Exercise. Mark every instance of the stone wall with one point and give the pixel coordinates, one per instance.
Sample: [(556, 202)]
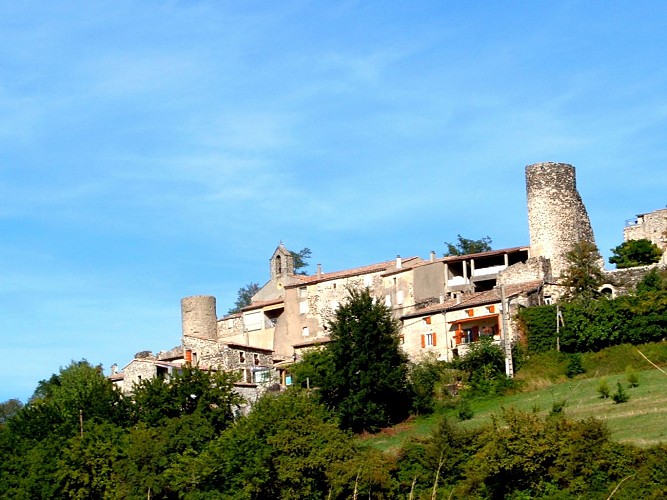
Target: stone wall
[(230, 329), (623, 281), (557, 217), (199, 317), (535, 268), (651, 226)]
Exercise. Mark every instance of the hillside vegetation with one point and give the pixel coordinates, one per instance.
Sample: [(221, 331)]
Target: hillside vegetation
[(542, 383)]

* * *

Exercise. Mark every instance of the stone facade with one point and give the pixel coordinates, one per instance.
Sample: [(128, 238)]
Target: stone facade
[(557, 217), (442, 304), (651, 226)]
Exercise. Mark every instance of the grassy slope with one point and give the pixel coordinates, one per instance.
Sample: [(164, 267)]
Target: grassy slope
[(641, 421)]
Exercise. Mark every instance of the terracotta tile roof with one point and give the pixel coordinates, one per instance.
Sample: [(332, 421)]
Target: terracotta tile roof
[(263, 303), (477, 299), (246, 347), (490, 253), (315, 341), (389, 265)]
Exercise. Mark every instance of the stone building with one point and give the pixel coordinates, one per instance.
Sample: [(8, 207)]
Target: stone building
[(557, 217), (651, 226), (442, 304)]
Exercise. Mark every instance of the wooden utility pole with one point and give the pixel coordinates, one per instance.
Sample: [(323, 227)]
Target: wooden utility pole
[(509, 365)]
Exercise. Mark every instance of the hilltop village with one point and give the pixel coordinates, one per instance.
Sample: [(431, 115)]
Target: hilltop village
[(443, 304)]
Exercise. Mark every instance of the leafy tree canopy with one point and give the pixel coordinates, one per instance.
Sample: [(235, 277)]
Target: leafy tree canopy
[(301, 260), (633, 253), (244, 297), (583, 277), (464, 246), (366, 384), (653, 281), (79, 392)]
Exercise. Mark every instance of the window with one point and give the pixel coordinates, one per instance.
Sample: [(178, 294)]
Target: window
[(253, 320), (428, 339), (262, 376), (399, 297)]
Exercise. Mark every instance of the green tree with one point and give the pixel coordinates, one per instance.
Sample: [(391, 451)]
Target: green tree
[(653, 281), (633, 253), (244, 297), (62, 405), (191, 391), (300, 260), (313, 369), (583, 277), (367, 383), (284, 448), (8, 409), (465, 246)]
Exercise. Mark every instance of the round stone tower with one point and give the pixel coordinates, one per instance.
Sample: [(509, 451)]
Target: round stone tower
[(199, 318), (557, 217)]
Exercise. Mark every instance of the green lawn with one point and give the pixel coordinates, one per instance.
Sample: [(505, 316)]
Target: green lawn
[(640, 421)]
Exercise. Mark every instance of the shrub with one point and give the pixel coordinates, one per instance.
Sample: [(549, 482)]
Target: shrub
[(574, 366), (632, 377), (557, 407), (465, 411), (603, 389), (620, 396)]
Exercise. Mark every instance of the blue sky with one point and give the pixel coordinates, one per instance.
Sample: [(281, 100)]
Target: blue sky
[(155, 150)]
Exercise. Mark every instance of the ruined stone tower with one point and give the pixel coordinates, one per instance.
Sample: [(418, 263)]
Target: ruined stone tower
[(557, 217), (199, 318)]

* **Brief**:
Copy out word for word the lines between the one holding "Exercise. Mark every instance of the green tree" and the one holding "[(557, 217), (199, 318)]", both of those lines included.

* **Answer for the task**:
Exercise. Mark every instance of the green tree with one point and give the pixel coordinates, one per instance.
Sample: [(391, 451)]
Target: green tree
[(653, 281), (633, 253), (244, 297), (62, 405), (191, 391), (300, 260), (313, 369), (583, 277), (367, 383), (284, 448), (8, 409), (465, 246)]
Exercise. Mark every instance of the round stone tower with one point and give the pixel coordinates, one per instance.
Sample: [(509, 451)]
Target: round stone tower
[(199, 318), (557, 217)]
Exercise. Mark every instance of the green lawn with one point and give the pixel coordinates, one per instance.
Sample: [(505, 316)]
Target: green lawn
[(640, 421)]
Exercise. Mark every instance of the shrub with one point and give the pixel coordinates, one per instance.
Sample: [(549, 482)]
Target: shrub
[(574, 366), (632, 377), (557, 407), (465, 411), (603, 389), (620, 396)]
Exercise. Mark every instance of the blue sky with one point and give the pixel coordinates, one per instance.
Sample: [(281, 100)]
Target: blue sky
[(155, 150)]
Exercise. Mark every instance of the ruined stone tower with one point and give the pixel coordinates, one per instance.
Sample: [(418, 263)]
Target: ruined stone tower
[(557, 217), (199, 318)]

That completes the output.